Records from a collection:
————

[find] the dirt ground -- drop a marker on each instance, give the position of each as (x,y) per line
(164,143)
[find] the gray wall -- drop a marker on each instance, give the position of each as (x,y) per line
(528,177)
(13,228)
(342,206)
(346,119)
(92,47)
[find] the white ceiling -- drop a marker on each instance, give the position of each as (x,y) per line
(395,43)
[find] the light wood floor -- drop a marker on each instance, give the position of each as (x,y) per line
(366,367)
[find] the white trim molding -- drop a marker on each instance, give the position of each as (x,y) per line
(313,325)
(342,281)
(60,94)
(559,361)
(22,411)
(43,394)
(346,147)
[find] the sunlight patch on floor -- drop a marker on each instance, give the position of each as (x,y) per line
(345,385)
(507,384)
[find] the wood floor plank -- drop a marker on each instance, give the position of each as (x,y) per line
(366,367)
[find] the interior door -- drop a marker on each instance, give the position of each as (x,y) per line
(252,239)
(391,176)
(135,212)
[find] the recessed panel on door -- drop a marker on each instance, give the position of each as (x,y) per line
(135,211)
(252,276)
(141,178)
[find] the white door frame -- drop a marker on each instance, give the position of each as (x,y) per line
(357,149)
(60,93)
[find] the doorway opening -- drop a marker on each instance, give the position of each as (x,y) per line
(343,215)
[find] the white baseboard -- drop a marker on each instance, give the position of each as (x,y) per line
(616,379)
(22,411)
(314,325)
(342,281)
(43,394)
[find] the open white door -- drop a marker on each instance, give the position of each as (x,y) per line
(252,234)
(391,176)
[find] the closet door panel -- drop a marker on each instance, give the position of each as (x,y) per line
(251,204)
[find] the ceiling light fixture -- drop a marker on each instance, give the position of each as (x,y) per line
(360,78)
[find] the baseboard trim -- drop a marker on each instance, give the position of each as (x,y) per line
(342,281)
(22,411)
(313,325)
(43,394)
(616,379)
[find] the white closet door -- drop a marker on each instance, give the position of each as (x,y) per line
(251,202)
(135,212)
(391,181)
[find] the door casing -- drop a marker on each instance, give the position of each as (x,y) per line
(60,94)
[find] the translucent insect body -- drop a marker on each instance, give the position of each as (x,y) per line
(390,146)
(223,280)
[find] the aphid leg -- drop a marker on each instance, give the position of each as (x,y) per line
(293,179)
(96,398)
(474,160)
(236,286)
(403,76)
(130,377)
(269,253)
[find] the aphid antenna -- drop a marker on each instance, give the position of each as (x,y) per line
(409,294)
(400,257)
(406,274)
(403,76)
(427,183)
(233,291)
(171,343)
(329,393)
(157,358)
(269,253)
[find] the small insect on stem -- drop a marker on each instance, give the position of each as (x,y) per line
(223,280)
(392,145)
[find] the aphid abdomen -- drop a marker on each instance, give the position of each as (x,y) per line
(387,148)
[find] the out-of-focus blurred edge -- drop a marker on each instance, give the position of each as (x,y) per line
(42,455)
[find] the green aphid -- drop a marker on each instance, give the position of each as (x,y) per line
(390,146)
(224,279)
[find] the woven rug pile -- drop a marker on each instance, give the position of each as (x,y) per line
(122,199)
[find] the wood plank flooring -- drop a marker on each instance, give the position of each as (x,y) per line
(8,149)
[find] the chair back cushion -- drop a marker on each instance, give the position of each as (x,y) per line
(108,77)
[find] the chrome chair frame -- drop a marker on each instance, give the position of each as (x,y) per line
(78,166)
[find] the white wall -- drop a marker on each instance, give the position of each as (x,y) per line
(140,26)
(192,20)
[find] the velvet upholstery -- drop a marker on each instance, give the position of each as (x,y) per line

————

Work instruction:
Write the entries out again, exactly and completely.

Result of the exercise:
[find] the dirt ground -- drop a marker on each instance, give the position of each as (x,y) per line
(164,143)
[find] the gray wall -- drop a marker on each instance, give the position of each as (x,y) per line
(528,177)
(13,228)
(342,206)
(346,119)
(92,47)
[find] the white ceiling -- drop a marker on each instance, give the position of each as (x,y) per line
(395,43)
[find] the light wood floor -- drop a marker on each instance, give the position of each as (x,y) per line
(366,367)
[find] the white trim molding -- drop a marker on each instance, give the position of each as (x,y) per line
(313,325)
(342,281)
(60,94)
(559,361)
(22,411)
(43,394)
(346,147)
[find] the sunlight patch on floor -- drop a marker on each instance, give the position of each as (x,y) per line
(345,385)
(507,384)
[find] the wood floor plank -- drop a marker on each instance, give the position of each as (x,y) per line
(366,367)
[find] the interior door -- drop a marker on each instance, give the position of each as (x,y) per line
(252,239)
(391,176)
(135,212)
[find] the recessed panel on door -- drop a marker on each instance, give the position of each as (x,y) per line
(135,211)
(252,276)
(141,178)
[find] the white door frame -- drop a marker on each instance, give the position of each as (x,y) per line
(357,149)
(60,93)
[find] the doorway opening -- drop a marker on each instance, give the position of each as (x,y) per line
(343,215)
[find] the white baseboard -- drop a marker on each instance, give the position of each as (x,y) per line
(616,379)
(22,411)
(314,325)
(342,281)
(43,394)
[find] the open white door -- drop a marker on each instance, give the position of each as (x,y) per line
(252,234)
(391,176)
[find] the closet door panel -- drop a marker on each instance, give the position of each as (x,y) per line
(251,204)
[find] the ceiling light fixture -- drop a marker on each instance, give the position of each as (x,y) per line
(360,78)
[find] the baseboard trim -- drop a marker on each instance, give the position of each as (x,y) per line
(342,281)
(22,411)
(313,325)
(43,394)
(616,379)
[find] the white closet door -- drop a marker on each instance, give the position of each as (x,y) per line
(251,202)
(135,212)
(391,181)
[find] the door casing -- drop a marker on each instance, give the position of each as (x,y) per line
(60,94)
[find] the translucent insect body -- drop a marker on each instance, give the position of each as (x,y) per line
(390,146)
(223,280)
[find] the aphid leg -- drop a marker on each instance, give the position of each as (x,y) per line
(293,179)
(96,398)
(474,160)
(236,286)
(403,76)
(130,377)
(269,253)
[find] the aphid antenna -- drop a marker on each instance, give the position of each as (x,y) per line
(409,294)
(400,257)
(406,274)
(403,76)
(427,183)
(233,291)
(171,343)
(329,393)
(157,358)
(269,253)
[find] the small insect on stem -- drop a marker on each instance, give the position of each as (x,y) per line
(223,280)
(392,145)
[find] the aphid abdomen -- drop a marker on each instance, give the position of each as (x,y) per line
(387,148)
[find] the out-of-focus blurred edge -- drop a marker on each instance, give the position of each as (x,y) per line
(42,455)
[find] the green aphid -- drop a marker on each instance, give the position of each as (x,y) per line
(390,146)
(224,279)
[find] the woven rug pile -- drop a marker on each instance, give the position of each as (x,y) per line
(122,199)
[find] the wood plank flooring -- drop a marker on each instance, give the position of each as (x,y) per line
(8,149)
[find] the chair back cushion -- drop a marker on each instance, give the position of each as (x,y) per line
(108,77)
[find] the chrome chair frame -- drop a marker on each instance, give the position of each as (x,y) per line
(78,166)
[find] the white wall -- drop a marker on each instance, give the position of each as (x,y) per line
(140,26)
(192,20)
[find] the velvet upholstery -- drop a marker on each instance, give the position of each as (x,y) per line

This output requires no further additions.